▶ What you should do
Reproduce all entries precisely, down to the last character.

▶ Dataset excerpts
---------------

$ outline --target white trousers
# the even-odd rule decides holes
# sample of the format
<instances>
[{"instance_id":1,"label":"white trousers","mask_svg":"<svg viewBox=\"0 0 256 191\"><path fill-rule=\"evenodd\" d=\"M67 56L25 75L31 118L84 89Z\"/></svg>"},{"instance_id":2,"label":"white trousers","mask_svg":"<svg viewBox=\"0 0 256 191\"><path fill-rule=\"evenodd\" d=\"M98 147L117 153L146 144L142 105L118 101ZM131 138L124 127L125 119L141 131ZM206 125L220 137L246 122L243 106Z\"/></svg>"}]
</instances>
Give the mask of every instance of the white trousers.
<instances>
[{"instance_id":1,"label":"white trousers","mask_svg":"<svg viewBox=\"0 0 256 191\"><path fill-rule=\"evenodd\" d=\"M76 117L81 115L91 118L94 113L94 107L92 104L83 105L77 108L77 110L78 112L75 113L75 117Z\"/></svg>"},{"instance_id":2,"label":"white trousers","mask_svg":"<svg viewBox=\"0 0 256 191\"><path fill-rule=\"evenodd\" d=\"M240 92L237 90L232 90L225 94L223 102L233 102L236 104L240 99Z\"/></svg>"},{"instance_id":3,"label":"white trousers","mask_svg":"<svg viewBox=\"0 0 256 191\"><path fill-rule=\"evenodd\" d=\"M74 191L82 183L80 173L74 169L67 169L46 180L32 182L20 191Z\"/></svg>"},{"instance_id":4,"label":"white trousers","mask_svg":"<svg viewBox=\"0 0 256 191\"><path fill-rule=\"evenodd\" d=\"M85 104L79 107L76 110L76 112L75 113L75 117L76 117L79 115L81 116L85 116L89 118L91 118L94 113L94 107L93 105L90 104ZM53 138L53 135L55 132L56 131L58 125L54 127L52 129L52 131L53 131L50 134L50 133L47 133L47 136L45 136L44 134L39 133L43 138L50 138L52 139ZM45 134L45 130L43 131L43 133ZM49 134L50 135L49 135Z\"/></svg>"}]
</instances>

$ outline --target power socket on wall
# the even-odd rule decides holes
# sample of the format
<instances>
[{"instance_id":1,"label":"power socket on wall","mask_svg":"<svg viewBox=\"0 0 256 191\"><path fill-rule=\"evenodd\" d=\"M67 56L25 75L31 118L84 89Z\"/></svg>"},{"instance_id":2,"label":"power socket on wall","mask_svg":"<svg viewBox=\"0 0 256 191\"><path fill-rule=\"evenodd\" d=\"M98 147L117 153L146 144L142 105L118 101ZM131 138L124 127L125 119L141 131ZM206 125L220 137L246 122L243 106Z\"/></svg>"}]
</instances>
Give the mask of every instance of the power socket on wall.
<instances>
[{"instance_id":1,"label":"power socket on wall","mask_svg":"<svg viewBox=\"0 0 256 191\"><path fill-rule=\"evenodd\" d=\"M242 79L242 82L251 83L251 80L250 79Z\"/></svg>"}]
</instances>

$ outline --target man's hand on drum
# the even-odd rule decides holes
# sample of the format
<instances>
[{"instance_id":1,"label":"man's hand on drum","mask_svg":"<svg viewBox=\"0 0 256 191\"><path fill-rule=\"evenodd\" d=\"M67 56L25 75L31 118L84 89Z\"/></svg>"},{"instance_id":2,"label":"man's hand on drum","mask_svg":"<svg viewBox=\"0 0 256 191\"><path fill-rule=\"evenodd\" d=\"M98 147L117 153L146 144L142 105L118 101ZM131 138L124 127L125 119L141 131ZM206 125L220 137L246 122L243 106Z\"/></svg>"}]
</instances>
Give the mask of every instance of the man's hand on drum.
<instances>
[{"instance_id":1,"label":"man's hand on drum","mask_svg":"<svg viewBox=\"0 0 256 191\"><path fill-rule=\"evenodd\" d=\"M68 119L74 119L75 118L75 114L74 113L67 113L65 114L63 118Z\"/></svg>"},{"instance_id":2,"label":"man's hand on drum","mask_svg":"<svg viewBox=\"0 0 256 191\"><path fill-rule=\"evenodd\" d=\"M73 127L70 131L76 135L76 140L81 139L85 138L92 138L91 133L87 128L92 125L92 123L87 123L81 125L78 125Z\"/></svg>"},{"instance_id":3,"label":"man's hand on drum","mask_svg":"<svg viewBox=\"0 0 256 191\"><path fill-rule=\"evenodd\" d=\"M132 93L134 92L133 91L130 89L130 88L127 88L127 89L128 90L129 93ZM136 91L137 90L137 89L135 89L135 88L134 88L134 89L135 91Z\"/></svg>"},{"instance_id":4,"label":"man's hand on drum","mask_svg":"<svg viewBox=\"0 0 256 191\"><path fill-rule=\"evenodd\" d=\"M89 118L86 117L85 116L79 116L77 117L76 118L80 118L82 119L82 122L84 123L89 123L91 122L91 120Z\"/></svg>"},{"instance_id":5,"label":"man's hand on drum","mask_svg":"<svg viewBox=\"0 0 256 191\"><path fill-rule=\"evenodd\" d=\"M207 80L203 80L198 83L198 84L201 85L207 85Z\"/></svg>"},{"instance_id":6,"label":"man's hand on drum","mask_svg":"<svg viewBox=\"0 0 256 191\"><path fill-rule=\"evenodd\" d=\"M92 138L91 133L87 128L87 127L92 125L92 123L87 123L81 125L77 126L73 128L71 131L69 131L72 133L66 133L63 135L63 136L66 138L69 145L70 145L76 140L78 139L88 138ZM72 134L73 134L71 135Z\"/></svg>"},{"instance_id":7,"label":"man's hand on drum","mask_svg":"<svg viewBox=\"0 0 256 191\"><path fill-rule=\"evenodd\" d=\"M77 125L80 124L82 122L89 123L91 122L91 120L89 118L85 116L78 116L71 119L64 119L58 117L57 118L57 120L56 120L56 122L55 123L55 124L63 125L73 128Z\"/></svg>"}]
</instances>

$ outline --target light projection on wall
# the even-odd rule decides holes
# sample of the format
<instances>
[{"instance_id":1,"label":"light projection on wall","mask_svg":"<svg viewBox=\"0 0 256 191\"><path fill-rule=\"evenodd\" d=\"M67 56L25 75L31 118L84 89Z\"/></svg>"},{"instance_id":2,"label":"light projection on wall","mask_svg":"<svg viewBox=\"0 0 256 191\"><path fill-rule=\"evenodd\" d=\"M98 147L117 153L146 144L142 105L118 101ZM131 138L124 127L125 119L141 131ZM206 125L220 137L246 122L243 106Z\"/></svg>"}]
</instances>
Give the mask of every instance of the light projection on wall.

---------------

▶ Complete response
$ outline --target white trousers
# the even-odd rule decides holes
# sample of the format
<instances>
[{"instance_id":1,"label":"white trousers","mask_svg":"<svg viewBox=\"0 0 256 191\"><path fill-rule=\"evenodd\" d=\"M67 56L25 75L31 118L84 89Z\"/></svg>"},{"instance_id":2,"label":"white trousers","mask_svg":"<svg viewBox=\"0 0 256 191\"><path fill-rule=\"evenodd\" d=\"M98 147L117 153L146 144L142 105L118 101ZM131 138L124 127L125 119L141 131ZM206 125L220 137L246 122L243 106Z\"/></svg>"}]
</instances>
Give the mask of every instance of the white trousers.
<instances>
[{"instance_id":1,"label":"white trousers","mask_svg":"<svg viewBox=\"0 0 256 191\"><path fill-rule=\"evenodd\" d=\"M76 117L81 115L91 118L94 113L94 107L92 104L83 105L77 108L77 110L78 112L75 113L75 117Z\"/></svg>"},{"instance_id":2,"label":"white trousers","mask_svg":"<svg viewBox=\"0 0 256 191\"><path fill-rule=\"evenodd\" d=\"M240 92L237 90L232 90L225 94L223 102L233 102L236 104L240 99Z\"/></svg>"},{"instance_id":3,"label":"white trousers","mask_svg":"<svg viewBox=\"0 0 256 191\"><path fill-rule=\"evenodd\" d=\"M74 191L82 183L80 173L74 169L67 169L46 180L32 182L20 191Z\"/></svg>"},{"instance_id":4,"label":"white trousers","mask_svg":"<svg viewBox=\"0 0 256 191\"><path fill-rule=\"evenodd\" d=\"M85 104L79 107L76 110L76 112L75 113L75 117L76 117L79 115L81 116L85 116L89 118L91 118L94 113L94 107L93 105L90 104ZM53 138L53 135L55 132L56 131L58 125L54 127L52 129L52 131L53 131L50 134L50 133L47 133L47 136L45 136L44 134L39 133L43 138L50 138L52 139ZM45 134L45 130L43 131L43 133ZM49 134L50 135L49 135Z\"/></svg>"}]
</instances>

$ outline --target power socket on wall
# the even-odd rule decides holes
# sample of the format
<instances>
[{"instance_id":1,"label":"power socket on wall","mask_svg":"<svg viewBox=\"0 0 256 191\"><path fill-rule=\"evenodd\" d=\"M67 56L25 75L31 118L84 89Z\"/></svg>"},{"instance_id":2,"label":"power socket on wall","mask_svg":"<svg viewBox=\"0 0 256 191\"><path fill-rule=\"evenodd\" d=\"M98 147L117 153L146 144L142 105L118 101ZM131 138L124 127L125 119L141 131ZM206 125L220 137L246 122L243 106Z\"/></svg>"}]
</instances>
Give the mask of every instance of the power socket on wall.
<instances>
[{"instance_id":1,"label":"power socket on wall","mask_svg":"<svg viewBox=\"0 0 256 191\"><path fill-rule=\"evenodd\" d=\"M242 79L242 82L251 83L251 80L250 79Z\"/></svg>"}]
</instances>

$ outline --target man's hand on drum
# the even-odd rule decides holes
# sample of the format
<instances>
[{"instance_id":1,"label":"man's hand on drum","mask_svg":"<svg viewBox=\"0 0 256 191\"><path fill-rule=\"evenodd\" d=\"M67 56L25 75L31 118L84 89Z\"/></svg>"},{"instance_id":2,"label":"man's hand on drum","mask_svg":"<svg viewBox=\"0 0 256 191\"><path fill-rule=\"evenodd\" d=\"M98 147L117 153L146 144L142 105L118 101ZM131 138L124 127L125 119L141 131ZM206 125L220 137L246 122L243 106Z\"/></svg>"}]
</instances>
Give the mask of every instance of the man's hand on drum.
<instances>
[{"instance_id":1,"label":"man's hand on drum","mask_svg":"<svg viewBox=\"0 0 256 191\"><path fill-rule=\"evenodd\" d=\"M68 119L74 119L75 118L75 114L74 113L67 113L65 114L63 118Z\"/></svg>"},{"instance_id":2,"label":"man's hand on drum","mask_svg":"<svg viewBox=\"0 0 256 191\"><path fill-rule=\"evenodd\" d=\"M73 127L70 131L76 135L76 140L81 139L85 138L92 138L91 133L87 128L92 125L92 123L87 123L81 125L78 125Z\"/></svg>"},{"instance_id":3,"label":"man's hand on drum","mask_svg":"<svg viewBox=\"0 0 256 191\"><path fill-rule=\"evenodd\" d=\"M132 93L134 92L133 91L130 89L130 88L127 88L127 89L128 90L129 93ZM136 91L137 90L137 89L135 89L135 88L134 88L134 89L135 91Z\"/></svg>"},{"instance_id":4,"label":"man's hand on drum","mask_svg":"<svg viewBox=\"0 0 256 191\"><path fill-rule=\"evenodd\" d=\"M89 118L86 117L85 116L79 116L77 117L76 118L80 118L82 119L82 122L84 123L89 123L91 122L91 120Z\"/></svg>"},{"instance_id":5,"label":"man's hand on drum","mask_svg":"<svg viewBox=\"0 0 256 191\"><path fill-rule=\"evenodd\" d=\"M207 80L203 80L198 83L198 84L201 85L207 85Z\"/></svg>"},{"instance_id":6,"label":"man's hand on drum","mask_svg":"<svg viewBox=\"0 0 256 191\"><path fill-rule=\"evenodd\" d=\"M92 138L91 133L87 128L87 127L92 125L92 123L87 123L81 125L77 126L73 128L71 131L69 131L72 133L66 133L63 135L63 136L66 138L69 145L70 145L76 140L78 139L88 138ZM72 134L73 134L71 135Z\"/></svg>"},{"instance_id":7,"label":"man's hand on drum","mask_svg":"<svg viewBox=\"0 0 256 191\"><path fill-rule=\"evenodd\" d=\"M77 125L80 124L82 122L89 123L91 122L91 120L89 118L85 116L78 116L71 119L64 119L58 117L57 118L57 120L56 120L56 122L55 123L55 124L63 125L73 128Z\"/></svg>"}]
</instances>

$ outline --target light projection on wall
# the even-odd rule decides holes
# sample of the format
<instances>
[{"instance_id":1,"label":"light projection on wall","mask_svg":"<svg viewBox=\"0 0 256 191\"><path fill-rule=\"evenodd\" d=\"M67 56L25 75L31 118L84 89Z\"/></svg>"},{"instance_id":2,"label":"light projection on wall","mask_svg":"<svg viewBox=\"0 0 256 191\"><path fill-rule=\"evenodd\" d=\"M98 147L117 153L146 144L142 105L118 101ZM131 138L124 127L125 119L141 131ZM206 125L220 137L246 122L243 106Z\"/></svg>"}]
</instances>
Give the mask of every instance of the light projection on wall.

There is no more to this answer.